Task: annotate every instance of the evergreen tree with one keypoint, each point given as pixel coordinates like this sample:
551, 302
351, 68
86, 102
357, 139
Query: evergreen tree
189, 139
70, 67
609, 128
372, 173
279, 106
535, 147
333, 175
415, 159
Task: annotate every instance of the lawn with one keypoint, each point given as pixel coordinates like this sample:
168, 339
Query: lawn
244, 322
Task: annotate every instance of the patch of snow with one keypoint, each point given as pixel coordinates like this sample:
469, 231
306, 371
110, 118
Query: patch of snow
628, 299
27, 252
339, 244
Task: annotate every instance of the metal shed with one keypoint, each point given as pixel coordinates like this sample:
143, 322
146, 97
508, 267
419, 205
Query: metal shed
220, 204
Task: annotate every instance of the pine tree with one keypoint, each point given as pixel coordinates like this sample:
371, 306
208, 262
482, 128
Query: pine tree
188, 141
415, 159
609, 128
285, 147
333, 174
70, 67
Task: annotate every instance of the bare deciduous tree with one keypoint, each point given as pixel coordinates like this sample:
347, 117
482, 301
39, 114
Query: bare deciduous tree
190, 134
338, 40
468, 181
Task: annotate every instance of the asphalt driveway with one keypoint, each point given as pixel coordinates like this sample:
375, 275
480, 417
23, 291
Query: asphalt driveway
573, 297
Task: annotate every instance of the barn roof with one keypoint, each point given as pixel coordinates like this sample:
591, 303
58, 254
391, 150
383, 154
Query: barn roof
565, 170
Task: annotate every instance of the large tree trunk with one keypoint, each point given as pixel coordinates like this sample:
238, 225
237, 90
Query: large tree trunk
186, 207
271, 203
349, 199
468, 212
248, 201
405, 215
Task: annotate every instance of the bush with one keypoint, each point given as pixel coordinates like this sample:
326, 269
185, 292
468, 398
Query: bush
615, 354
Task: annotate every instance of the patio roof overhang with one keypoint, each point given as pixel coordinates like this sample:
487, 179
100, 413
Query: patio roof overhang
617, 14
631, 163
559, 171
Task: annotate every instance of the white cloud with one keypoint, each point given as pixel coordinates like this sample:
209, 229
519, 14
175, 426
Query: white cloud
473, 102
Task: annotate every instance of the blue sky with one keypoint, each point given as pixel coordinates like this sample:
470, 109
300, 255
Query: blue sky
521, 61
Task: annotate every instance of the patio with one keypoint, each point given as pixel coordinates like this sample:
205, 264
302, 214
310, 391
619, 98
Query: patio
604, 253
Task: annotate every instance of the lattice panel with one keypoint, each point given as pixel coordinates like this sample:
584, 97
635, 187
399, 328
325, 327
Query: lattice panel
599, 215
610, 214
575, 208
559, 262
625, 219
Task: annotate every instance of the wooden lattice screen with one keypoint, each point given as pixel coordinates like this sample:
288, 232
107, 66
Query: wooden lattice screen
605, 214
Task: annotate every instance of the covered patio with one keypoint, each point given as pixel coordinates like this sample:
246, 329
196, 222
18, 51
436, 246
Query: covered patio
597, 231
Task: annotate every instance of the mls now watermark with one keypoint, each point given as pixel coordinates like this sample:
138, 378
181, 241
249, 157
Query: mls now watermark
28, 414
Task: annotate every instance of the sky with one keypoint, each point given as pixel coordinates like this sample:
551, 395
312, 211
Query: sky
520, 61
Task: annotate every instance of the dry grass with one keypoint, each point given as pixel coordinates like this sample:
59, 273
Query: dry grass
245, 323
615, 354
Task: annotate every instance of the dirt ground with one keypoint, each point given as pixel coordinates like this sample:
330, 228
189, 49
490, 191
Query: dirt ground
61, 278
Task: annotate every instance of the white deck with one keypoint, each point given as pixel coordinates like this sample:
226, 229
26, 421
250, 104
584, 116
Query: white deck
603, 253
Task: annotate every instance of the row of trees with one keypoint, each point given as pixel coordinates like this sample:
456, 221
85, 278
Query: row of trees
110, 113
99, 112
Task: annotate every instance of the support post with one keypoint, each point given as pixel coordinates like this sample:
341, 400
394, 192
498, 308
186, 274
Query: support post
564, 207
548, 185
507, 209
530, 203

-- Work instructions --
Return all of the above records exactly, leaving no line out.

-- Answer to this problem --
Task: annotate every instance of the evergreen tree with one keypoint, each point given as pixel coordinates like this sample:
551, 302
351, 68
86, 102
357, 139
Query: evergreen tree
189, 139
70, 67
609, 128
372, 173
279, 106
535, 147
333, 175
415, 159
Task: annotate every instance of the lawn with one keypoint, each point given as pixel coordinates like this sample:
168, 339
Query: lawn
244, 322
Task: annotate every instance of the patch of snow with one keypoint, each point given as pixel coordinates like this sample:
469, 231
306, 371
110, 118
Query: patch of snow
628, 299
27, 252
339, 244
Task: annotate every instance of the metal shed with one keypoint, each point given as pixel coordinates like this sample:
143, 322
146, 97
508, 267
419, 205
Query: metal shed
220, 204
Task: annotate every instance of the pine tree with one keypoint, each point given as pixel coordinates like this sample:
371, 306
208, 262
482, 128
Query: pine tree
188, 141
415, 159
609, 128
285, 147
333, 174
70, 67
Task: annotate every instance of the bare deciduous tree with one keypoint, each point given as pixel coordinates like this sample:
347, 117
482, 301
39, 114
Query: bare deciduous tree
190, 134
338, 40
468, 181
Task: annotate every instance of the asphalt driveway with one keypoint, each point given as pixel coordinates like this sample:
375, 275
480, 417
23, 291
Query: asphalt driveway
573, 297
Task: annotate every instance of the barn roof with one keypoint, each point given as pixel coordinates like this sample:
591, 303
58, 254
391, 150
383, 154
Query: barn roof
565, 170
Task: annotate every instance of the large tree trunk with one keypoint, each point given as pixel coordinates like this sample:
238, 225
237, 90
Query: large tree trunk
186, 207
271, 203
349, 199
468, 212
248, 201
405, 215
Task: annotate every instance of the bush with one keypoint, each point given as pixel coordinates like this sample:
326, 269
185, 292
468, 398
Query: bush
615, 354
Task: annotate every instance of the patio roof overhang with one keypoint, each point given as pixel coordinates like this sample:
487, 179
100, 413
Query: patio roof overhang
617, 14
631, 163
559, 171
Task: annotate every instance of the white cloud with one keypoint, each point given as pixel coordinates like this sample:
209, 229
519, 14
175, 426
Query: white cloud
473, 102
Task: annotate every instance of the blue sky with one keypoint, each point given as pixel coordinates like this sample:
470, 109
300, 255
Query: blue sky
521, 61
Task: annotate every instance of the patio with one keypoint, each point given as pixel coordinates like this sample:
205, 264
302, 214
310, 391
619, 98
Query: patio
604, 253
Task: annotate every instance of the lattice panel with one keypoint, each point given as pixel coordinates like this sample:
584, 97
635, 187
399, 328
325, 327
Query: lattice panel
599, 215
610, 214
575, 208
559, 262
625, 219
Task: annotate every instance of the wooden lattice screen with one keypoint, each point given as pixel coordinates like this sample:
288, 232
107, 66
Query: wooden lattice screen
605, 214
Task: annotate every instance of the covered patio with one keypoint, each point given as pixel coordinates like this sample:
246, 329
196, 222
18, 51
436, 246
Query: covered patio
597, 231
Task: annotate every instance of the mls now watermark with one keypoint, each point given as pixel coordinates like this sample:
138, 378
181, 241
249, 157
Query: mls now watermark
28, 414
Task: annotate every instance of the sky with one keypoint, each point given as pixel coordinates like this sample:
551, 395
312, 211
Query: sky
520, 61
Task: annotate every instance of the dry grass with one keypoint, each point given as pixel coordinates like this sample:
59, 273
Query: dry grass
245, 323
615, 354
Task: annotate every instance of the dirt ground with one keypoint, each point given as pixel coordinates like this sample:
330, 228
189, 49
490, 191
Query: dirt ground
61, 278
Task: annotate every instance of the white deck with one keypoint, each point given as pixel coordinates like this sample:
226, 229
26, 421
250, 104
584, 116
Query: white deck
603, 253
Task: annotate every instance of the row of trees with one keypoint, each point given as pixel coordinates like this sample:
456, 221
85, 278
Query: row of trees
110, 113
99, 112
Task: annotate every instance of the support post with one keypoint, each point given as pixel coordinates like this sample:
341, 400
394, 192
498, 308
186, 274
Query: support post
564, 207
548, 185
507, 209
530, 203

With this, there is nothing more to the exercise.